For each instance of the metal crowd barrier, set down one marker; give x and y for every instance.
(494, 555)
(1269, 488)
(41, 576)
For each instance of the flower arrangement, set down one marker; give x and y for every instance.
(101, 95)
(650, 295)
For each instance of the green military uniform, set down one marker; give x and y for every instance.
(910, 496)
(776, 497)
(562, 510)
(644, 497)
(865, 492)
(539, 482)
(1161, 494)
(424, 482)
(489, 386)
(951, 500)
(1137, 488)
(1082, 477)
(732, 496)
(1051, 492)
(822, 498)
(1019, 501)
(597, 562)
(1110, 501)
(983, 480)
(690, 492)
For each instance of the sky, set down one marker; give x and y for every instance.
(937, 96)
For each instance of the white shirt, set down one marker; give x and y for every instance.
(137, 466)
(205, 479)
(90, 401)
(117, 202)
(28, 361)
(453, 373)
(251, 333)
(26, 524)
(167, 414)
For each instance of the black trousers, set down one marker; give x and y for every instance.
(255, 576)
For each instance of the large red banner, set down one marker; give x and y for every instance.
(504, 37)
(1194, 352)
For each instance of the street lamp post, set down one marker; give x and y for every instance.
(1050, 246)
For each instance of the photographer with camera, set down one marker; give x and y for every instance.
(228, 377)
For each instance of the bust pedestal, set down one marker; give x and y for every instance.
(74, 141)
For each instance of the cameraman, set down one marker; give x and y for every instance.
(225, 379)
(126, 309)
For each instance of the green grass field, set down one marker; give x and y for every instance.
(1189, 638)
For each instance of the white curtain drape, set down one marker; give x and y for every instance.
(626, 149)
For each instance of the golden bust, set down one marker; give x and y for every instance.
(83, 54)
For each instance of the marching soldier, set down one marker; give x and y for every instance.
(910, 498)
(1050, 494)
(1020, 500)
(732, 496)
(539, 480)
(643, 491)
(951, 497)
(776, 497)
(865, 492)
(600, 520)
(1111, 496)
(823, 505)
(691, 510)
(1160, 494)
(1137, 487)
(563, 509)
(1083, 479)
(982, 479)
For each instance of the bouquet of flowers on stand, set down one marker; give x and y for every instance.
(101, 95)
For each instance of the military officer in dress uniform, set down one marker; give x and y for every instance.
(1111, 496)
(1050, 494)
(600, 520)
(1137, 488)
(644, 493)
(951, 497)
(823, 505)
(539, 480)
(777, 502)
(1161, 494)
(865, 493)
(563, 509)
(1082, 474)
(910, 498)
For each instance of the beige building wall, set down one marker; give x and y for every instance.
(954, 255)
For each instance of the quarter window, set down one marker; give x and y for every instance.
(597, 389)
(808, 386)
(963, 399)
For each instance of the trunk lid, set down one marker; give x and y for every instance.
..........
■ **ACTIVITY**
Restate all of the lines in the material exactly as they are.

■ **ANSWER TO THIS PROBLEM**
For each instance of the metal crowd barrier, set down one marker; give x and y for every instance.
(494, 555)
(1269, 488)
(41, 576)
For each instance of the flower arrangement, set down one marker; give x and y for every instance.
(101, 95)
(650, 295)
For each instance of the green military uniform, set down one marker; give x and y for every instance.
(910, 496)
(776, 497)
(562, 510)
(644, 497)
(865, 492)
(539, 482)
(1161, 494)
(424, 482)
(489, 386)
(951, 500)
(1137, 488)
(1082, 477)
(732, 496)
(1051, 492)
(822, 498)
(1019, 501)
(597, 562)
(1110, 501)
(983, 480)
(690, 492)
For each instance of the sky, set down one marker; give x and y for every instance.
(937, 96)
For each instance of the white shirt, set down one marker; give x and y for every instance.
(137, 466)
(205, 479)
(90, 401)
(117, 202)
(28, 361)
(453, 373)
(251, 333)
(26, 524)
(167, 414)
For each instance of the black trousers, set down one marker; give x and y for every instance.
(255, 576)
For each instance of the large red banner, set down one marker; give x and y for every instance.
(504, 37)
(1194, 352)
For each instance of the street lamp post, set down one marker; give x and y for every instance.
(1050, 246)
For each instance of the photographer with camera, set down one marker; give x and y for every instance.
(228, 377)
For each instance of the bust pedestal, set down one marker; give x and y for every instance.
(74, 141)
For each instance of the cameraman, set down one marker; give x and y for every instance.
(225, 379)
(126, 309)
For each instance of the green grass field, set down one marker; give x and y for every instance.
(1189, 638)
For each instance of the white curtain drape, set down one marker; give x and y for every instance.
(626, 149)
For each instance of the golden bust, set down one marker; give x and y for every instance.
(83, 54)
For each instance of the marching soldier, set down one marker; give x and y for every instance.
(910, 498)
(1050, 494)
(1020, 500)
(732, 496)
(539, 480)
(643, 491)
(951, 497)
(776, 497)
(865, 492)
(600, 520)
(1111, 496)
(823, 505)
(691, 510)
(1160, 494)
(1137, 487)
(563, 509)
(1083, 479)
(982, 479)
For each instance of the bouquet of flowers on stand, set down one marker; give x and y for every instance.
(101, 95)
For each instance of the military officer in dress uniform, set down one marker; give x and y for every instance.
(1111, 496)
(1050, 494)
(600, 520)
(1137, 488)
(644, 493)
(951, 497)
(823, 505)
(539, 480)
(777, 502)
(1161, 494)
(865, 493)
(563, 509)
(1082, 474)
(910, 498)
For each instance of the beige building wall, set down one marker; give x and y for every instance.
(954, 255)
For each instance of the quarter window, set down one marker; give x and y for every instance.
(597, 389)
(808, 386)
(963, 399)
For each instance of the trunk lid, set down one marker; give x and y for every instance.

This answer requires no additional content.